» **The records**:
________________

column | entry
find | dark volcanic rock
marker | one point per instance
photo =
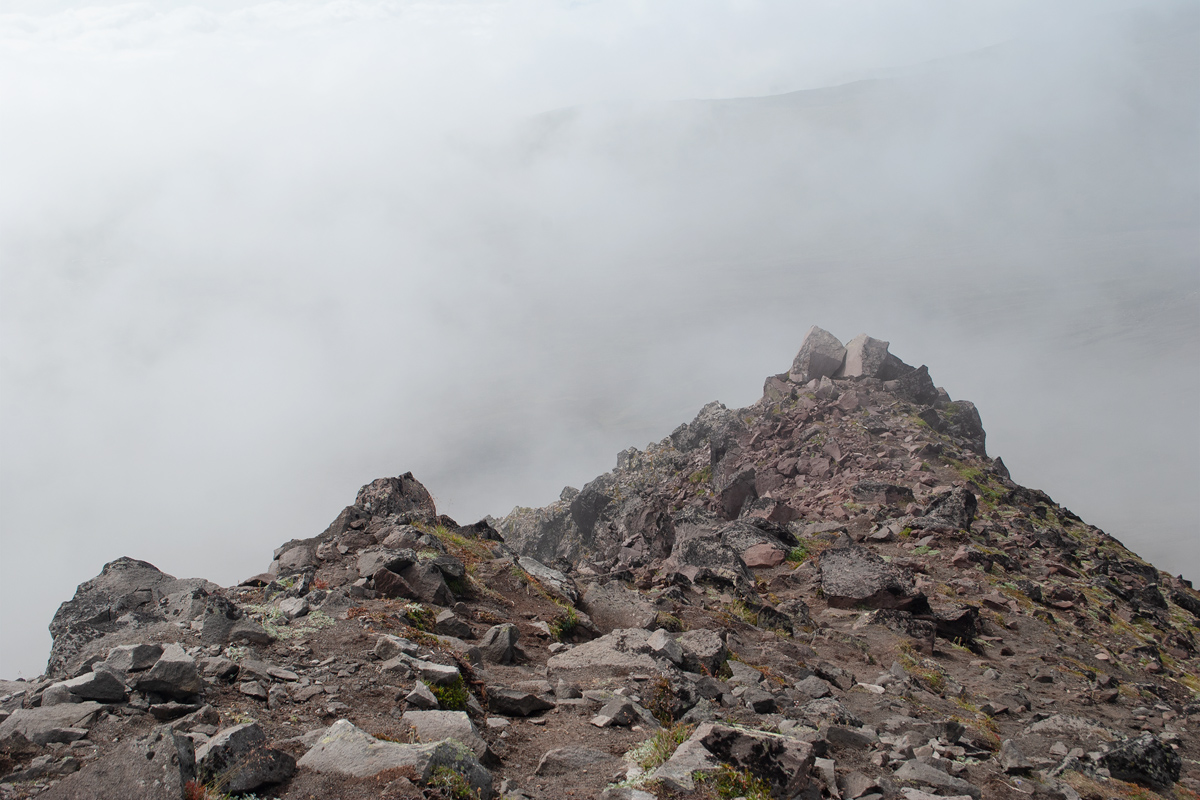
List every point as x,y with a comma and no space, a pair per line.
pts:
855,576
402,494
1144,761
954,510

________________

» **Directions**:
Return every record exactly, without the pictures.

» **Completed exercise**:
column | entry
find | dark volcanic rock
marker | one point per instance
photo =
List every point as x,y with a comma and no space, a pair per line.
pts:
855,576
402,494
1144,761
954,510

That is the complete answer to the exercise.